Dataset rows on where objects appear

------------------------

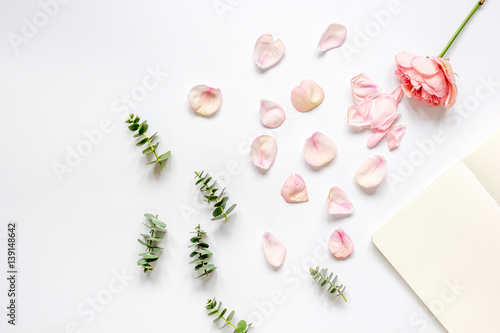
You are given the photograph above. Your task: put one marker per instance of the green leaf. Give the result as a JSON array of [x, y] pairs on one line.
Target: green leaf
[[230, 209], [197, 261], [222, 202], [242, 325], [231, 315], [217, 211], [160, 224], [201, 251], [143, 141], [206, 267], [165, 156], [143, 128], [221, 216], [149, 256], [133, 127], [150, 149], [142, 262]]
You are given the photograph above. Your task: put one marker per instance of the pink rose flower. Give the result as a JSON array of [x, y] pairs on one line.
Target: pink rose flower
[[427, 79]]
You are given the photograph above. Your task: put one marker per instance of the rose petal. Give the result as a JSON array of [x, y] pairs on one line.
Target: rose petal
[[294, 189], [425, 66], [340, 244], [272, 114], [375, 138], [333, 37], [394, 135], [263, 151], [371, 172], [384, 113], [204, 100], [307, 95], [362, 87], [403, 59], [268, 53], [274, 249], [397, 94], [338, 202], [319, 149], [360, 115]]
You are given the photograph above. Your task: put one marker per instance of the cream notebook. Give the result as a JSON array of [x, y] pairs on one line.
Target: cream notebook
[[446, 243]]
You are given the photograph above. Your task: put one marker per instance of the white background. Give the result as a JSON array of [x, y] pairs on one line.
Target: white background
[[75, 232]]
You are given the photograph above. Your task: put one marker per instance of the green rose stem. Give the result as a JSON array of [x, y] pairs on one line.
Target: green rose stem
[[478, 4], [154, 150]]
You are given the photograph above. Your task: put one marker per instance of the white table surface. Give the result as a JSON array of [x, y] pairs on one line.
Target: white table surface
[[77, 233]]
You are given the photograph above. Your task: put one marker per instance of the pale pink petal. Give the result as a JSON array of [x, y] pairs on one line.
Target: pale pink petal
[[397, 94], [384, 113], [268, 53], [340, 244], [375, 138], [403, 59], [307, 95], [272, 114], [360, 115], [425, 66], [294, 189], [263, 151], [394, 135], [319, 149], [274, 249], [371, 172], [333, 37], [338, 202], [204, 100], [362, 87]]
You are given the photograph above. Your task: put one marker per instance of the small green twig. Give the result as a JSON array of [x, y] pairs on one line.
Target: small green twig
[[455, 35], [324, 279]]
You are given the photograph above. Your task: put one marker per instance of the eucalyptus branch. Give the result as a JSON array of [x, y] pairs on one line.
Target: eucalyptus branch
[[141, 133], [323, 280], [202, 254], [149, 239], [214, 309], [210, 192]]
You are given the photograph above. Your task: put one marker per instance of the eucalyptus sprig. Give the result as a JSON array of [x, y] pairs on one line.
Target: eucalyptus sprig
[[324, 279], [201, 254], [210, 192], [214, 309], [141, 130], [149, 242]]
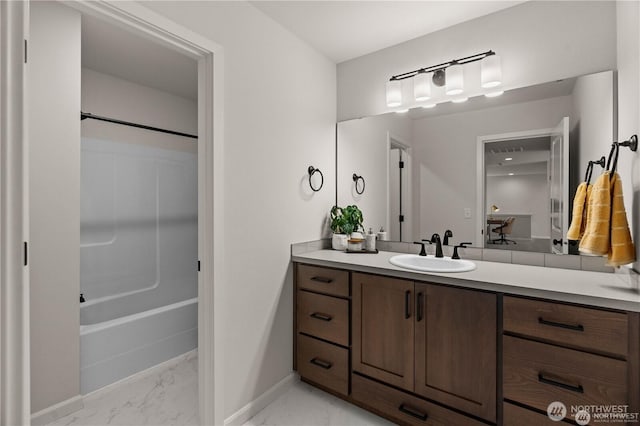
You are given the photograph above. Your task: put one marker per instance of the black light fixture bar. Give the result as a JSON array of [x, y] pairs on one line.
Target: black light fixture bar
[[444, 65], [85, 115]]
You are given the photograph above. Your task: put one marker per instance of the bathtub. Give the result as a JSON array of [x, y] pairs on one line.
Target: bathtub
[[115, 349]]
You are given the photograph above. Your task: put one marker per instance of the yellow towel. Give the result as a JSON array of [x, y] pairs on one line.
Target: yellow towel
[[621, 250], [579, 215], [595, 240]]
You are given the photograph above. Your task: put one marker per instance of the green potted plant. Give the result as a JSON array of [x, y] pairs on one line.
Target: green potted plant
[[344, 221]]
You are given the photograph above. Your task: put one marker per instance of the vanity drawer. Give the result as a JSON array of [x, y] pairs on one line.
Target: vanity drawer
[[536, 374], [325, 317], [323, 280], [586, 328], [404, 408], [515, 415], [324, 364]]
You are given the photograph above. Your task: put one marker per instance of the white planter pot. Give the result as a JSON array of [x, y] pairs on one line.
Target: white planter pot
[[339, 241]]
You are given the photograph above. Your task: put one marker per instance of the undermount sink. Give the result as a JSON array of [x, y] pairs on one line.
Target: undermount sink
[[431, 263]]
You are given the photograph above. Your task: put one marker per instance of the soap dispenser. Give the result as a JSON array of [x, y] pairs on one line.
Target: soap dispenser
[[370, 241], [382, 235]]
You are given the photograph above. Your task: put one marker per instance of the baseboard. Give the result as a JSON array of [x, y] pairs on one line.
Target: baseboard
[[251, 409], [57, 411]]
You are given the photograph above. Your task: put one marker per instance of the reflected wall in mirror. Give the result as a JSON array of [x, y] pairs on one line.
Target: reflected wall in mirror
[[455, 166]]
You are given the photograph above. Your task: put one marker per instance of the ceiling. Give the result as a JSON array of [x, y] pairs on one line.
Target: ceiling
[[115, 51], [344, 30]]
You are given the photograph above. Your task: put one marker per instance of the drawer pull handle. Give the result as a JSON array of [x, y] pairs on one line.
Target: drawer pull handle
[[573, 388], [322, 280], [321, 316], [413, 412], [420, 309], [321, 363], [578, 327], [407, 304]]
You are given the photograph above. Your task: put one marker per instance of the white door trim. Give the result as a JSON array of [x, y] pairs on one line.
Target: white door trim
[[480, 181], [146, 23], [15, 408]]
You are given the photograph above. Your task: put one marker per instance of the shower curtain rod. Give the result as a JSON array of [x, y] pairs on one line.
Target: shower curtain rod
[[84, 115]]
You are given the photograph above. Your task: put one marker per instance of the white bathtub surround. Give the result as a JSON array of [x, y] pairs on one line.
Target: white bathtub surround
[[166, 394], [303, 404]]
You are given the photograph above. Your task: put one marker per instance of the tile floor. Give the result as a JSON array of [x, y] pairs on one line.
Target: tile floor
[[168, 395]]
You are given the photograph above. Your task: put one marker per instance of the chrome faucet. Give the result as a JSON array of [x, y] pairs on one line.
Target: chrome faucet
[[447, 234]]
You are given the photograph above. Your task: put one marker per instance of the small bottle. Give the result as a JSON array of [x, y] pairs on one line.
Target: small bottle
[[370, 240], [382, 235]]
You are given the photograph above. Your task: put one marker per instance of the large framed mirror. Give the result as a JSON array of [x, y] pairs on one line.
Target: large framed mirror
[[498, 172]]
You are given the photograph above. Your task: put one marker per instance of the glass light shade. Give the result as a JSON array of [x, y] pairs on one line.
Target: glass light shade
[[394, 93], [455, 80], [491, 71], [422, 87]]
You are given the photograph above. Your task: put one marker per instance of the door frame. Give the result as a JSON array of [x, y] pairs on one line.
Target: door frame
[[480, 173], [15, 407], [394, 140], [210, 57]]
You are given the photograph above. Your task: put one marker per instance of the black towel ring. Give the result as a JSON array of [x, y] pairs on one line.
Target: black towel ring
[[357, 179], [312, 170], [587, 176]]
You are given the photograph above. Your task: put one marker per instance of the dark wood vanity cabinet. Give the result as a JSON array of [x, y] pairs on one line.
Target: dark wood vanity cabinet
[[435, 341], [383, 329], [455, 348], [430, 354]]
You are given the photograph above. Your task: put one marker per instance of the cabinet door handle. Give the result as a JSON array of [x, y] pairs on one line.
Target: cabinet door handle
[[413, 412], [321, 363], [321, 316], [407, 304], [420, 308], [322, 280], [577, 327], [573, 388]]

------------------------

**SHORT PROBLEM:** Restate the whole listing above exactly, please, omitting every image.

**FULL RESPONSE:**
You are given the photograph above. Your task: put one marker per instance of the green leaf. Give the result as a JSON array of [x, y] pairs on one line.
Target: green leaf
[[230, 209], [197, 261], [222, 202], [242, 325], [231, 315], [217, 211], [160, 224], [201, 251], [143, 141], [206, 267], [165, 156], [143, 128], [221, 216], [149, 256], [133, 127], [150, 149], [142, 262]]
You are given the photograph above. Your task: put one marker per instance of the pink rose flower. Give the result as a JSON array of [x, y] pairs on one line.
Target: pink rose flower
[[427, 79]]
You are given the photograph above. Your task: put one marker per instance of the rose petal. Give the result as a JSON array of [x, y] pairs on one line.
Target: rose petal
[[294, 189], [425, 66], [340, 244], [272, 114], [375, 138], [333, 37], [394, 135], [263, 151], [371, 172], [384, 113], [204, 100], [307, 95], [362, 87], [403, 59], [268, 53], [274, 249], [397, 94], [338, 202], [319, 149], [360, 115]]
You are given the photograph above. Your task: put one marker per instance of the cream notebook. Give the result as a JSON array of [x, y] pairs on one line.
Target: cream notebook
[[446, 243]]
You are given the photograph above. Your task: put one marker per instance of the white background. Give the result as a JSON array of [x, y] pairs on one line.
Target: white background
[[75, 232]]
You are given the photograph above. Your task: put one marker per instance of the green rose stem. Give the result as a JSON array of [x, y] pairs on one line.
Target: green rose stem
[[478, 4], [154, 150]]
You are given the photograph above. Your task: put one marker per instance of the white table surface. Give the result as a JSON array of [x, y] pairs on one line.
Target: white table surface
[[77, 233]]
You are given the photograph above. Your task: put one marker per instance of the pale pink petal. Give the result as a JSON array of [x, y] pairs on one line.
Target: pale pink petal
[[397, 94], [384, 113], [268, 53], [340, 244], [375, 138], [403, 59], [307, 95], [272, 114], [360, 115], [425, 66], [294, 189], [263, 151], [394, 135], [319, 149], [274, 249], [371, 172], [333, 37], [338, 202], [204, 100], [362, 87]]
You are given the photograph above. Your task: put one marker per instance of the small green twig. Give the result as a JSON array of [x, y] pairs on one line.
Target: small green twig
[[455, 35], [324, 279]]
You are given the photograph above. Your task: put one marker per instance of the eucalyptus branch. Give the result as a JSON array of [x, y] pairs on one line.
Target: eucalyptus branch
[[141, 133], [323, 280], [202, 254], [149, 239], [214, 309], [210, 192]]
You are given the photograph above. Your task: put one marker per instance of the eucalyptus sprig. Give the result as a JSON array of [x, y] pairs on one line.
Target: eucalyptus sprig
[[324, 279], [201, 254], [210, 192], [214, 309], [141, 130], [149, 242]]
You are given the photograph above. Your task: put one marker per instance of the black light fixture bar. Give the result as a JSON array of [x, y] pairs on one line.
Target: black light fixture bar
[[444, 65], [85, 115]]
You are given the photograph above. Your task: put one marker per instance of the bathtub. Give the result as a JSON array of [x, y] pairs on one line.
Target: bathtub
[[115, 349]]
You are given the photograph above. Your task: put one marker per instance of the yellow towel. Give the result as a JSON array of [x, y] pairs on one line.
Target: yellow towel
[[621, 250], [579, 215], [595, 240]]
You are given the photograph above. Your task: put one marker per instance of the green potted plant. Give the result as a JSON array of [x, y] pairs on one line.
Target: green potted plant
[[344, 221]]
You are given the photograph above. Your task: put one marker per instance of the vanity drawer. Give the result as a JSON array of [x, y] pairs on one line.
Target: vanity drawer
[[536, 374], [325, 317], [323, 280], [586, 328], [404, 408], [515, 415], [324, 364]]
You are given the photograph above. Your task: put one marker per instance of the white planter pot. Give the result as a JSON array of [x, y] pairs on one line.
Target: white planter pot
[[339, 241]]
You are given the photograph above. Your task: put one marker per instance of the undermount sink. Give the result as a JSON array of [x, y] pairs on one line.
Target: undermount sink
[[431, 263]]
You are given the photograph above. Your task: put one marker per instance of the soap dispenser. Give the result as a JSON array of [x, y] pairs on one line.
Target: soap dispenser
[[370, 241], [382, 235]]
You are given the photograph above. Your task: put one marker per instance of the baseboard. Give the result as a JSON array of [x, y] pairs on one line.
Target: baseboard
[[251, 409], [57, 411]]
You are given the photograph above. Your task: put one marker per instance of the reflected wall in mirror. Give the result as a JSON array of [x, y] pairs on one line.
Target: reflected wall in mirror
[[455, 166]]
You are given the photograph above. Your task: put one marker per instance of the ceiling. Give the result as a JSON array of [x, y] pairs on one line.
Target: ceiling
[[115, 51], [344, 30]]
You are given the photograph above. Your task: put one marker per instance of the drawer pull handle. Give the result as a JSON array of [x, y] pairs on one line.
Target: drawer pull handle
[[573, 388], [322, 280], [321, 316], [413, 412], [420, 309], [321, 363], [578, 327], [407, 304]]
You are given the photograph above. Your task: put one marker per instance of the white door trim. Give the result as a JSON array of [x, y] pairs on one line.
Target: white door trim
[[480, 181], [146, 23], [15, 408]]
You are given the photograph above. Your task: put one marker per instance of the shower curtain rod. Give the result as a JSON array of [x, y] pairs on one line.
Target: shower curtain rod
[[84, 115]]
You are given the photograph above. Your task: put one marker per instance of the white bathtub surround. Give the result as a JSON array of [x, y] pairs on one line.
Target: white bathtub surround
[[166, 394], [303, 404]]
You are given the photograph above. Your task: put one marker per instance of the tile floor. Give the result as a JSON array of [x, y] pairs on one line.
Target: tile floor
[[168, 395]]
You are given the photograph above. Your task: put one marker per instance of the chrome faucet. Give the result as a JSON array of [x, y] pairs on one line.
Target: chrome faucet
[[447, 234]]
You are given the photograph above. Your task: put one marker per instance of the small bottle. Give the result as a JSON array of [x, y] pairs on one line.
Target: small bottle
[[370, 240], [382, 235]]
You are given the photograph above. Your task: put one marker per instance of the large framed mirror. Give the result as a JSON array of [x, y] pairs on one line.
Target: large framed mirror
[[498, 172]]
You are given the photograph above. Your task: put one marker per instance of the glass light shade. Give the result as a JSON array of [x, y] pairs on one line.
Target: glass light shade
[[394, 93], [455, 80], [491, 71], [422, 87]]
You are given the photograph above. Your task: put one marker per instance of the door frame. Give the result as a JSON array of [x, y] pairs on one line.
Target: door frame
[[480, 173], [15, 407], [394, 140], [210, 57]]
You are given the photograph above. Your task: put one marker per instance of the black towel ring. Give the result as a JSON array of [x, y] pairs on one line.
Target: black towel ring
[[357, 179], [312, 170], [587, 176]]
You are given the photograph above. Your task: put one marker per instance of the dark wood vanity cabinet. Give the result as a JSON array of [x, y] pairs on one line.
Target: dark wood vanity cabinet
[[435, 341], [383, 329], [455, 348], [430, 354]]
You are given the photograph above. Your task: put one marker per instance of the cabinet door handle. Give the result as a JSON array of [x, y] pairs on one line.
Target: cabinet door handle
[[413, 412], [321, 363], [321, 316], [407, 304], [420, 308], [322, 280], [577, 327], [573, 388]]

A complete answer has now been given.